* Documento *
El Ghibli - rivista online di letteratura della migrazione

interviste - progetto babele

UN'INTERVISTA A... Julio Monteiro Martins a cura di Pietro Pancamo

Caro professor Julio Monteiro Martins, per lei (autore assai apprezzato di romanzi, racconti e saggi) la poesia, se non sbaglio, è una sorta di passione privata. Nel senso che davvero pochi sono i versi da lei sinora pubblicati. Perché questa scelta?

* Elenco riportato *
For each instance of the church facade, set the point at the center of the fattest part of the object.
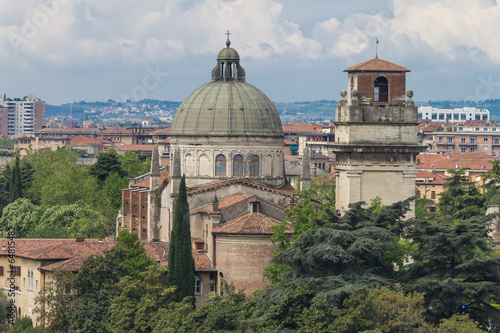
(227, 140)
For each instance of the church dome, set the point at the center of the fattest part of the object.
(227, 106)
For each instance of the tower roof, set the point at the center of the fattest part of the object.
(376, 65)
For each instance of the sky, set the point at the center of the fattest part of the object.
(293, 50)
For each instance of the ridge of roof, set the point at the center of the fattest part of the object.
(376, 65)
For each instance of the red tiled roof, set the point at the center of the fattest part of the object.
(285, 188)
(223, 203)
(80, 140)
(135, 148)
(427, 158)
(145, 183)
(301, 128)
(163, 131)
(376, 65)
(250, 223)
(116, 130)
(476, 155)
(429, 178)
(458, 163)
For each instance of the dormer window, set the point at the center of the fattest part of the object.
(381, 90)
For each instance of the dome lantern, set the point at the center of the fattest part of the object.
(228, 64)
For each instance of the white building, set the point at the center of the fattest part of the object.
(20, 117)
(452, 115)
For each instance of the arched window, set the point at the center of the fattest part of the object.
(197, 285)
(220, 165)
(381, 90)
(254, 165)
(238, 165)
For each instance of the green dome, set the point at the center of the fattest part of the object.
(227, 106)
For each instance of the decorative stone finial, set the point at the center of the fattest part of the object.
(228, 42)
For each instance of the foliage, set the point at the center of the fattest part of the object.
(20, 216)
(70, 221)
(136, 259)
(135, 309)
(7, 143)
(107, 164)
(4, 312)
(304, 216)
(59, 180)
(180, 257)
(343, 253)
(112, 189)
(93, 288)
(453, 264)
(461, 199)
(132, 164)
(16, 186)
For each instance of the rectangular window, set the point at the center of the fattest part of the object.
(197, 285)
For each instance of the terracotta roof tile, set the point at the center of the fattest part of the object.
(429, 178)
(426, 158)
(290, 143)
(250, 223)
(116, 130)
(285, 188)
(223, 203)
(456, 164)
(163, 131)
(302, 128)
(376, 65)
(135, 148)
(82, 140)
(145, 183)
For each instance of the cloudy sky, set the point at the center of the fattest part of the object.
(293, 50)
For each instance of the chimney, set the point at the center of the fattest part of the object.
(215, 204)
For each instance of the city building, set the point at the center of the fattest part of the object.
(24, 116)
(453, 115)
(376, 136)
(227, 139)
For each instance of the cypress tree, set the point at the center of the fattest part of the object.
(180, 257)
(16, 186)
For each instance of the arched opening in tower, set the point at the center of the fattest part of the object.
(381, 90)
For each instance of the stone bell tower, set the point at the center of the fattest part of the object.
(376, 136)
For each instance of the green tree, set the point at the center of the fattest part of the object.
(5, 175)
(453, 264)
(20, 216)
(461, 198)
(16, 186)
(180, 257)
(344, 253)
(140, 300)
(136, 259)
(132, 165)
(107, 164)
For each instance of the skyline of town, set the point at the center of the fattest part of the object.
(62, 51)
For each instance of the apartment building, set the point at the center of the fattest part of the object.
(21, 116)
(469, 137)
(460, 115)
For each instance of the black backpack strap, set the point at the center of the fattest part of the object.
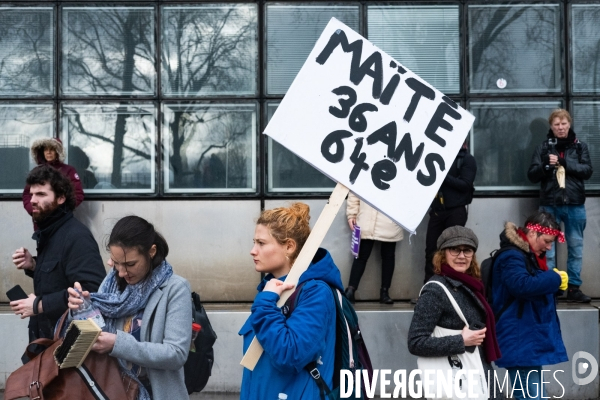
(313, 370)
(509, 302)
(311, 367)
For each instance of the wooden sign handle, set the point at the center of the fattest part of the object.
(303, 261)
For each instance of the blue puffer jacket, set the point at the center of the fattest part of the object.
(528, 331)
(289, 344)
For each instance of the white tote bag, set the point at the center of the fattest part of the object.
(462, 372)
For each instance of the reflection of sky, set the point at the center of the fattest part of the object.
(101, 121)
(112, 50)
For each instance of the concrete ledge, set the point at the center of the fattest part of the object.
(385, 329)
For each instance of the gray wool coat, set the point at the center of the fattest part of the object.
(166, 335)
(434, 308)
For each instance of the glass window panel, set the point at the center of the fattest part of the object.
(22, 124)
(108, 51)
(26, 51)
(503, 139)
(425, 39)
(288, 172)
(514, 48)
(111, 145)
(292, 31)
(211, 147)
(585, 47)
(209, 50)
(586, 124)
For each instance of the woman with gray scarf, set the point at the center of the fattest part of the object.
(147, 311)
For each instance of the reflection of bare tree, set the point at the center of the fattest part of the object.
(205, 50)
(219, 139)
(108, 50)
(26, 51)
(498, 47)
(496, 125)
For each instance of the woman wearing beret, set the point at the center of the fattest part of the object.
(456, 268)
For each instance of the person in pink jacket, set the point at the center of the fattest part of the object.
(374, 227)
(51, 151)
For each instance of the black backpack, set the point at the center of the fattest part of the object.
(198, 366)
(349, 344)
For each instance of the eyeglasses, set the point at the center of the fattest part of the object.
(467, 251)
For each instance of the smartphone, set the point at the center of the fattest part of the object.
(16, 293)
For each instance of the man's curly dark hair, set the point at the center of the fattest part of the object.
(60, 184)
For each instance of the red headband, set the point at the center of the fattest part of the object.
(547, 231)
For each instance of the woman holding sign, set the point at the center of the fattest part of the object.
(374, 227)
(452, 319)
(293, 340)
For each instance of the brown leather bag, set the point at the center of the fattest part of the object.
(40, 379)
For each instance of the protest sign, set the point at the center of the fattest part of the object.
(371, 124)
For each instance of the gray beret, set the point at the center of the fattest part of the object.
(456, 236)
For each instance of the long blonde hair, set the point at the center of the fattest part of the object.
(288, 223)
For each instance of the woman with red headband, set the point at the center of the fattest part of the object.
(524, 304)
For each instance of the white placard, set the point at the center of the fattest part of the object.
(364, 120)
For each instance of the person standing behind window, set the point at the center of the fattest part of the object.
(51, 152)
(374, 227)
(305, 337)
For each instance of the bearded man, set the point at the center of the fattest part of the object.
(66, 253)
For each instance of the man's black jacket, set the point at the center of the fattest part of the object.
(66, 253)
(457, 188)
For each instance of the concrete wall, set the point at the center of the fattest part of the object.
(384, 328)
(210, 242)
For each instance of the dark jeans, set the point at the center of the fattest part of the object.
(438, 222)
(388, 262)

* Esercizi *
1. Secondo il documento, chi ha curato l'intervista a Julio Monteiro Martins?
2. Modifica il brano del documento cominciando da "interviste - progetto" e proseguendo fino a "Perché questa scelta?", con "romanzi" sostituito da "drammi".
3. Spiega per quale motivo, nel documento, l'intervistatore considera la poesia una sorta di passione privata di Julio Monteiro Martins.
L'elenco proviene da una fonte diversa.

* Risposte in ordine *
1. Pietro Pancamo.

2.
interviste - progetto babele

UN'INTERVISTA A... Julio Monteiro Martins a cura di Pietro Pancamo

Caro professor Julio Monteiro Martins, per lei (autore assai apprezzato di drammi, racconti e saggi) la poesia, se non sbaglio, è una sorta di passione privata. Nel senso che davvero pochi sono i versi da lei sinora pubblicati. Perché questa scelta?

3. Lo dice perché Julio Monteiro Martins ha pubblicato finora davvero pochi versi.